*Set exercise 1*
Format the listing as a Markdown table with columns Row and Line, covering everything from the start of the listing down to the line containing "M 34 241 L 34", with both ends included. Number the rows and leave out blank lines.

*Extract provided*
-------

[Mesa-dev] [PATCH v3] i965/miptree: Use cpu tiling/detiling when mapping

Tue Mar 20 21:10:15 UTC 2018

On Wed, Mar 14, 2018 at 05:18:58PM +0000, Chris Wilson wrote:
> Quoting Nanley Chery (2018-03-14 17:14:15)
> > On Mon, Mar 12, 2018 at 10:52:55AM -0700, Scott D Phillips wrote:
> > > Rename the (un)map_gtt functions to (un)map_map (map by
> > > returning a map) and add new functions (un)map_tiled_memcpy that
> > > return a shadow buffer populated with the intel_tiled_memcpy
> > > functions.
> > >
> > > Tiling/detiling with the cpu will be the only way to handle Yf/Ys
> > > tiling, when support is added for those formats.
> > >
> > > v2: Compute extents properly in the x|y-rounded-down case (Chris Wilson)

-------

*Records to use*
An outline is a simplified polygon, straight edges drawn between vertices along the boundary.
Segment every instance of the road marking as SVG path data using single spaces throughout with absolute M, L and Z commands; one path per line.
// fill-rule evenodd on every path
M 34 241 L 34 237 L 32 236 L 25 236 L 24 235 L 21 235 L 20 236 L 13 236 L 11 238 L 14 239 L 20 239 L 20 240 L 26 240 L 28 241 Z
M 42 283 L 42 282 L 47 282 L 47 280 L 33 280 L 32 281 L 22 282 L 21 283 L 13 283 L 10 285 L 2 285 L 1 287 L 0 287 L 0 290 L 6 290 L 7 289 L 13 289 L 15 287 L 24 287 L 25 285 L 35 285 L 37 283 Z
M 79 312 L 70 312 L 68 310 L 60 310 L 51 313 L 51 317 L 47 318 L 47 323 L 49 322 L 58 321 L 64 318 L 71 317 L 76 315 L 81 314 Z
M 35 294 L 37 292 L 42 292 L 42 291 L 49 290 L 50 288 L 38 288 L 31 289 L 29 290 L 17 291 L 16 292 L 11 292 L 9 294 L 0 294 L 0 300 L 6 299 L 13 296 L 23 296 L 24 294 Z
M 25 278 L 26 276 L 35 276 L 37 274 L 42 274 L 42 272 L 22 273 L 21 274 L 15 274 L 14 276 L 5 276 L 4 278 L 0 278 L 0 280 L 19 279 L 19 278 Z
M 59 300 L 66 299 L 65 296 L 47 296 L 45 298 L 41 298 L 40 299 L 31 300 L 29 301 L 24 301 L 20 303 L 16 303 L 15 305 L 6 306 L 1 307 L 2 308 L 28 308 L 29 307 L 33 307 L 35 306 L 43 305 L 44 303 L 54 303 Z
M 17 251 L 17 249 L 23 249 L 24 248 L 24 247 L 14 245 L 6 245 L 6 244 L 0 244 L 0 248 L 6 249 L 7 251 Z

-------

*Set exercise 2*
Resume the mailing-list thread about the i965 miptree patch from where it stops.

*Right answer 1*
| Row | Line |
|---|---|
| 1 | An outline is a simplified polygon, straight edges drawn between vertices along the boundary. |
| 2 | Segment every instance of the road marking as SVG path data using single spaces throughout with absolute M, L and Z commands; one path per line. |
| 3 | // fill-rule evenodd on every path |
| 4 | M 34 241 L 34 237 L 32 236 L 25 236 L 24 235 L 21 235 L 20 236 L 13 236 L 11 238 L 14 239 L 20 239 L 20 240 L 26 240 L 28 241 Z |

*Right answer 2*
> > >
> > > v3: Add units to parameter names of tile_extents (Nanley Chery)
> > >     Use _mesa_align_malloc for the shadow copy (Nanley)
> > >     Continue using gtt maps on gen4 (Nanley)
> > > ---
> > >  src/mesa/drivers/dri/i965/intel_mipmap_tree.c | 94 ++++++++++++++++++++++++---
> > >  1 file changed, 86 insertions(+), 8 deletions(-)
> > >
> > > diff --git a/src/mesa/drivers/dri/i965/intel_mipmap_tree.c b/src/mesa/drivers/dri/i965/intel_mipmap_tree.c
> > > index c6213b21629..fba17bf5b7b 100644
> > > --- a/src/mesa/drivers/dri/i965/intel_mipmap_tree.c
> > > +++ b/src/mesa/drivers/dri/i965/intel_mipmap_tree.c
> > > @@ -31,6 +31,7 @@
> > >  #include "intel_image.h"
> > >  #include "intel_mipmap_tree.h"
> > >  #include "intel_tex.h"
> > > +#include "intel_tiled_memcpy.h"
> > >  #include "intel_blit.h"
> > >  #include "intel_fbo.h"
> > >  
> > > @@ -3046,10 +3047,10 @@ intel_miptree_unmap_raw(struct intel_mipmap_tree *mt)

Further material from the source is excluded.